Aim of the exercise: Return every one of the lines below that contains the word "jacket", treating uppercase and lowercase letters as different.

Recorded data:
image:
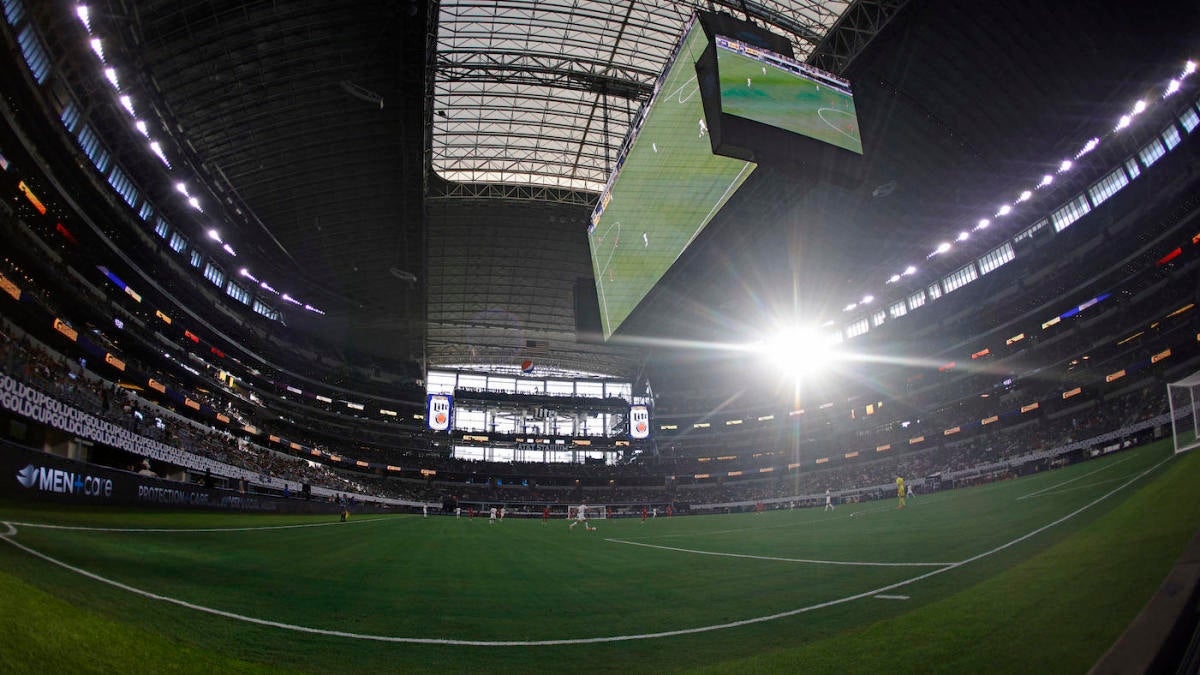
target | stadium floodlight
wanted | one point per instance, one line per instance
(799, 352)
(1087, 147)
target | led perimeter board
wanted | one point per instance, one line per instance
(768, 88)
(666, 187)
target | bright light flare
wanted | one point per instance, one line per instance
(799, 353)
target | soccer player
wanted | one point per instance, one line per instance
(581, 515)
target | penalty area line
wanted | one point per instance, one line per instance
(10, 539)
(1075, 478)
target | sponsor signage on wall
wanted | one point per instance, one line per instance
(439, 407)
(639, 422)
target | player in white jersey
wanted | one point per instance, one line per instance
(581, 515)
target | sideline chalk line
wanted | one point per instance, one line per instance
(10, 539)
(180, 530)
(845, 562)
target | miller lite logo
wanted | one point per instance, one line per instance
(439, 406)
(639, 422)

* * *

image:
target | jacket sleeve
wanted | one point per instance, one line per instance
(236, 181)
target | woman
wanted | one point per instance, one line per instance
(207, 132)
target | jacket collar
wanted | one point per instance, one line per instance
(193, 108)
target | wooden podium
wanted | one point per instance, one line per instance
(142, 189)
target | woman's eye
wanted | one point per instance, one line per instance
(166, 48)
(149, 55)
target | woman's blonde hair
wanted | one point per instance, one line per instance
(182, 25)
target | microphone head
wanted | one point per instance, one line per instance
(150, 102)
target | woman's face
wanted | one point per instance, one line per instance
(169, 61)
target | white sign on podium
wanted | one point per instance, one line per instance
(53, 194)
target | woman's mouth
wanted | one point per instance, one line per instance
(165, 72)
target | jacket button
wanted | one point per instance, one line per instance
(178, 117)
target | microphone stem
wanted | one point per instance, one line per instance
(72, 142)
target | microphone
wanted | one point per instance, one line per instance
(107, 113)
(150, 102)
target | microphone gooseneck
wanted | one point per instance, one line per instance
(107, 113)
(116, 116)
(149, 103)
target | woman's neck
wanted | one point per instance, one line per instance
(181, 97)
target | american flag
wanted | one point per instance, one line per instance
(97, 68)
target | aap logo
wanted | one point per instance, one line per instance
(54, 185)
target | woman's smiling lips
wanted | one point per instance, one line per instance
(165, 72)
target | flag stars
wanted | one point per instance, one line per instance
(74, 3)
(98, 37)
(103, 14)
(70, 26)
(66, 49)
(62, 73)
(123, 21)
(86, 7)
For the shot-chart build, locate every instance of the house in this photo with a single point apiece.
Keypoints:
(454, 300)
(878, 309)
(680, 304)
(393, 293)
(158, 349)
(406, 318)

==

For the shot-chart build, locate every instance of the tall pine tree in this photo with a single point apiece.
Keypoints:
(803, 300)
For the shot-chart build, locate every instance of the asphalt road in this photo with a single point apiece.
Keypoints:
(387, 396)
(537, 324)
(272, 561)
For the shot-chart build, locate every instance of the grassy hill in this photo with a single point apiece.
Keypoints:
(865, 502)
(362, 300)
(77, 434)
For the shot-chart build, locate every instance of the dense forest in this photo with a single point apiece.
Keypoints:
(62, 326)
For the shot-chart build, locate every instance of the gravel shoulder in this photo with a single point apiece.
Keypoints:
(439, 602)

Written reply:
target | jacket sleeve
target | jacket collar
target | jacket button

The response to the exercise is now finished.